----- Task input

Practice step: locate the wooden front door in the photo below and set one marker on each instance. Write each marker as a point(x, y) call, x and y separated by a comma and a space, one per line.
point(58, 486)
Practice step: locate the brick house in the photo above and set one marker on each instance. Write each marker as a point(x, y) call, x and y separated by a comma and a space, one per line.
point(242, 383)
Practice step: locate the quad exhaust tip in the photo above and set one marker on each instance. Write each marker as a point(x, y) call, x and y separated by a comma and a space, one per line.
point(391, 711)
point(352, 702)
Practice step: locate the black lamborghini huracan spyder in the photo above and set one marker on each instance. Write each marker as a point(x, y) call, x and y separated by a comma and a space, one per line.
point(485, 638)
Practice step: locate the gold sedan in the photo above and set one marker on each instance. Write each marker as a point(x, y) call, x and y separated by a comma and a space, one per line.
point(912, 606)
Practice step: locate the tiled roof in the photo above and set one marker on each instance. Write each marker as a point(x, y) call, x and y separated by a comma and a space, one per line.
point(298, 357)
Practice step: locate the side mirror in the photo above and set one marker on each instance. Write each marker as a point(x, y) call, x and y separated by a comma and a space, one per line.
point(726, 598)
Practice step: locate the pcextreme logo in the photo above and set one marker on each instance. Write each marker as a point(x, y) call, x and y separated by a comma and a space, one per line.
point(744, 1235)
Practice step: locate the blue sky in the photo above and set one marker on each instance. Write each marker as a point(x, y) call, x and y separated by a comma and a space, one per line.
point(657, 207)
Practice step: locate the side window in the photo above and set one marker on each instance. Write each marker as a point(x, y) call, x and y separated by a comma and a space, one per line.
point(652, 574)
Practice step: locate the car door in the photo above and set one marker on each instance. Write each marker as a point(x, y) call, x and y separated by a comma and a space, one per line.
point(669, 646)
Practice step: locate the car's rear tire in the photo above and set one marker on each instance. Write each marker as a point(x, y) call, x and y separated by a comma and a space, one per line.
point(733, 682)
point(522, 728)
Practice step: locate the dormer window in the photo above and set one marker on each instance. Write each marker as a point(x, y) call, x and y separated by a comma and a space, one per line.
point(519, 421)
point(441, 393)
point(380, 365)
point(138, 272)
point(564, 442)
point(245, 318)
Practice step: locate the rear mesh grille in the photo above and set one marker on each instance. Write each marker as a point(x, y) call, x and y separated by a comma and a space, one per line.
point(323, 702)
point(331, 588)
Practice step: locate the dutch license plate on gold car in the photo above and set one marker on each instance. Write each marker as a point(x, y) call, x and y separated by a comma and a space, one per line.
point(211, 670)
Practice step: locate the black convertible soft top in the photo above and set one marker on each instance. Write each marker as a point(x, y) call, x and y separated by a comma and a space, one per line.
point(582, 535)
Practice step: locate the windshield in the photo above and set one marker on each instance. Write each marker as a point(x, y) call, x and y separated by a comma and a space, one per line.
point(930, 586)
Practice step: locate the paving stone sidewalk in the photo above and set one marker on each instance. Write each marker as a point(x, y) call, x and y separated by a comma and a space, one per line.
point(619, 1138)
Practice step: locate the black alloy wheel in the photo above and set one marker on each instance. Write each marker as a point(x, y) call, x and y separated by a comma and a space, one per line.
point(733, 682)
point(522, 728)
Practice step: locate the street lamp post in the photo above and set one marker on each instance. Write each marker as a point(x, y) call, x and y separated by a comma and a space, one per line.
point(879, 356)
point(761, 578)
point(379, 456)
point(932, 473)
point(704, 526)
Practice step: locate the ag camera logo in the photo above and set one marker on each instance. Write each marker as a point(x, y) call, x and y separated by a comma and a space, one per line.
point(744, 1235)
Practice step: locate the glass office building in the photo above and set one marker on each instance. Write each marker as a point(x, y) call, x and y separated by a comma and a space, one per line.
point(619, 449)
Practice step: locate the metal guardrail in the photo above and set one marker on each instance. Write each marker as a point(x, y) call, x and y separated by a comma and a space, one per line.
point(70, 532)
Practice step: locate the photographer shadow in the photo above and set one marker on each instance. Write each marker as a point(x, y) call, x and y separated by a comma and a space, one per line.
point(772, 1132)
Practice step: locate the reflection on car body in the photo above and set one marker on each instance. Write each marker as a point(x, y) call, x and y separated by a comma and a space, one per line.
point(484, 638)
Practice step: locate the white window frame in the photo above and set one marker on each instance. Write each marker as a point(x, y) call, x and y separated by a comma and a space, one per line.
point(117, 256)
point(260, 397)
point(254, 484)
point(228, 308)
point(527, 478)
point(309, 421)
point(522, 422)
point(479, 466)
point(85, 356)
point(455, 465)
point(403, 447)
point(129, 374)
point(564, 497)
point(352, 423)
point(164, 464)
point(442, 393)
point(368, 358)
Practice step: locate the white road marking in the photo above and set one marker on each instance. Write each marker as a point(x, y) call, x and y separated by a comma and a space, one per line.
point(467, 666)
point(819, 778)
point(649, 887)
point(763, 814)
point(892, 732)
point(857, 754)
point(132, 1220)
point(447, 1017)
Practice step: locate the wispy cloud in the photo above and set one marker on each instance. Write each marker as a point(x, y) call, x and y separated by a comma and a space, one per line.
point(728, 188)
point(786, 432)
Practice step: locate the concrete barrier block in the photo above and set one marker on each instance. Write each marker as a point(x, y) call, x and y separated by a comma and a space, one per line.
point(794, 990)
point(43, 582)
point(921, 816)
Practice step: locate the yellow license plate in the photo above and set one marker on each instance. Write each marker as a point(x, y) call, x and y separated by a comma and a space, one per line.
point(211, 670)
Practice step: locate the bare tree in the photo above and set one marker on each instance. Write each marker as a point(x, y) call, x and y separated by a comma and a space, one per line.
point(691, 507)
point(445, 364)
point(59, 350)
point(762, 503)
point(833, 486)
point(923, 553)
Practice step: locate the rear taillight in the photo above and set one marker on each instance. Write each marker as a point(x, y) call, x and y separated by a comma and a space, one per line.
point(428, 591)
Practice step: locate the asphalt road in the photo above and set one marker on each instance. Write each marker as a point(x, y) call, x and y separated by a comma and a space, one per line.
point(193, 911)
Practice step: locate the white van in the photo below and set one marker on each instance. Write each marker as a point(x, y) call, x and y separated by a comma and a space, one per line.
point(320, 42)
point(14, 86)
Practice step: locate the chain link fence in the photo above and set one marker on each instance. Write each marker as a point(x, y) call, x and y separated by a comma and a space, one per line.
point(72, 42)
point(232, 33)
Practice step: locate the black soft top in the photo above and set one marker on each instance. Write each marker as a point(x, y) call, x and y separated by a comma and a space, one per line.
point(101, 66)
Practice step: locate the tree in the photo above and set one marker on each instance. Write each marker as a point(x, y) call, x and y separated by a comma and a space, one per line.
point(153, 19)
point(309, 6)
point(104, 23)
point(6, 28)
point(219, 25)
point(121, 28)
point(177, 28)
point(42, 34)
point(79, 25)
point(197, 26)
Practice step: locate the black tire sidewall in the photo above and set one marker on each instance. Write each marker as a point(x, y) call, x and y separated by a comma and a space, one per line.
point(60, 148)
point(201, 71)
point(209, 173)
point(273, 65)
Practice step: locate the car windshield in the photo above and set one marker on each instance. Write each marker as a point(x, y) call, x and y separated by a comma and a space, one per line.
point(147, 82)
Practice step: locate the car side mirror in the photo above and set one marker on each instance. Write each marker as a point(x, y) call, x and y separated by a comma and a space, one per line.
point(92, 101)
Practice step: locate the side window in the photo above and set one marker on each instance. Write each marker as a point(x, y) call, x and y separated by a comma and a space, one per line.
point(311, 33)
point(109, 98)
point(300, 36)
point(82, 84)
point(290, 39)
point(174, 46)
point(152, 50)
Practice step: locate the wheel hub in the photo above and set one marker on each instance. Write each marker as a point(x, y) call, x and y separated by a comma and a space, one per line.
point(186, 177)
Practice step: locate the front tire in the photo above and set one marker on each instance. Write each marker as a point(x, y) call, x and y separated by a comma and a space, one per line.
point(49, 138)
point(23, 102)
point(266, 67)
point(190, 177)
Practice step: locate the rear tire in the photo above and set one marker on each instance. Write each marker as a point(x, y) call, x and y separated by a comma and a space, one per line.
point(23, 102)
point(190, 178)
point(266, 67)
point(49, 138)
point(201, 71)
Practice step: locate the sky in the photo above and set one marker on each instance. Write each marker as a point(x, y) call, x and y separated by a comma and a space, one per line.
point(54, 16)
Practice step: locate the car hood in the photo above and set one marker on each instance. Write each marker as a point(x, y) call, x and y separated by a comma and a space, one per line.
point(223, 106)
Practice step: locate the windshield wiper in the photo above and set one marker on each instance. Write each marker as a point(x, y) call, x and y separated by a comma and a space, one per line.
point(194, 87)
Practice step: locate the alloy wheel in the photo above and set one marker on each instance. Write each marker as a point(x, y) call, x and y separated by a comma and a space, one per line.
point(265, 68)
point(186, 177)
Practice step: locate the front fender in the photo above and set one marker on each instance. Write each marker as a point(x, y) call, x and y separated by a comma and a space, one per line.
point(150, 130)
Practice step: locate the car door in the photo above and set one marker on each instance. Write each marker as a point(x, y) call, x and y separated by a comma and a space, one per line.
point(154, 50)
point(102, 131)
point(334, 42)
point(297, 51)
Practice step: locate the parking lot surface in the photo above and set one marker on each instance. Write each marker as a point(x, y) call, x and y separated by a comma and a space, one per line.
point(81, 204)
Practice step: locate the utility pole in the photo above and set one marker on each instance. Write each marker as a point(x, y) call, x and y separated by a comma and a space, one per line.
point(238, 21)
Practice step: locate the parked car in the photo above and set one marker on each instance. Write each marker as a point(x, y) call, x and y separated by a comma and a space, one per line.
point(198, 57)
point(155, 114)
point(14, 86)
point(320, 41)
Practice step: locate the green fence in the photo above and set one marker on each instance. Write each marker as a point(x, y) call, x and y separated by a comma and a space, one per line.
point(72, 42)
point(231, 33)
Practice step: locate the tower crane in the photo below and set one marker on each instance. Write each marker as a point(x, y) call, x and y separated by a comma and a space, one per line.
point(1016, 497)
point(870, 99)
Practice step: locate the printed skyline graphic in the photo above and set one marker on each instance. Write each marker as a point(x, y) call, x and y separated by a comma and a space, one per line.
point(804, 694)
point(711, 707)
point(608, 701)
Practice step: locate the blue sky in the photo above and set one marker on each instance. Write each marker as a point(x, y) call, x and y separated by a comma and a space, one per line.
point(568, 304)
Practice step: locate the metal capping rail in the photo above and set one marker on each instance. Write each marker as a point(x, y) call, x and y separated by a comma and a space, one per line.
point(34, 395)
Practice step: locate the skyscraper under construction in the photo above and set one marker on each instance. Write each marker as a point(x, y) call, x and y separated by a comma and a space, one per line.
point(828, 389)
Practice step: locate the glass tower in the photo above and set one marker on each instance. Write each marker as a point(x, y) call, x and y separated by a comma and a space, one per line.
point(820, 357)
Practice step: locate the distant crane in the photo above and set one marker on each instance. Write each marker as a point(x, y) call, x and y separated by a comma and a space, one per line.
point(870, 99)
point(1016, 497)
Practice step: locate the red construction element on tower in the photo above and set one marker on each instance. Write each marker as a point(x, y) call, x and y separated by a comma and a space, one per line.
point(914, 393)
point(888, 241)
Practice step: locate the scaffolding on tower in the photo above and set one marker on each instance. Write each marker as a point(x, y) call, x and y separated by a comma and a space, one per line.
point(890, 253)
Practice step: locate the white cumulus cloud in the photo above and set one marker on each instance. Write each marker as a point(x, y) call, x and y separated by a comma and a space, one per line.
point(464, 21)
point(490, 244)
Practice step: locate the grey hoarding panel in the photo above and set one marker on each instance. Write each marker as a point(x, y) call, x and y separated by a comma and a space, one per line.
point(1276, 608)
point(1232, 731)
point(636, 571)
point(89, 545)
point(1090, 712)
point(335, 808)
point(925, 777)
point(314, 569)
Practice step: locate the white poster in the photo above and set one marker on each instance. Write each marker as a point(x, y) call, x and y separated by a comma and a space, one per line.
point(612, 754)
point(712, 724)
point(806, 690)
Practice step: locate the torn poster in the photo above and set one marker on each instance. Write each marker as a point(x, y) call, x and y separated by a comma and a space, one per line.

----------

About this task:
Only the lines from the one containing "Practice step: locate the grey" through the end of the listing should be copied, and they should be copied exactly.

Completed task:
Practice step: locate the grey hoarding panel in the photo above and set one marker on each instance. Write each marker as a point(x, y) call, x and y separated by a comma and a space, one per line.
point(1276, 608)
point(1232, 731)
point(636, 571)
point(89, 545)
point(1090, 712)
point(335, 808)
point(925, 777)
point(314, 569)
Practice step: locate the white poster in the photo above and set one marker on each instance. Write each marker as a point(x, y) call, x and y separated by a comma and a space, one per line.
point(612, 754)
point(712, 724)
point(806, 690)
Practice step: locate the torn poster in the photo above and set one marker on each instance. Write each marker as a point(x, y) call, x and y separated by a comma and a space, one per line.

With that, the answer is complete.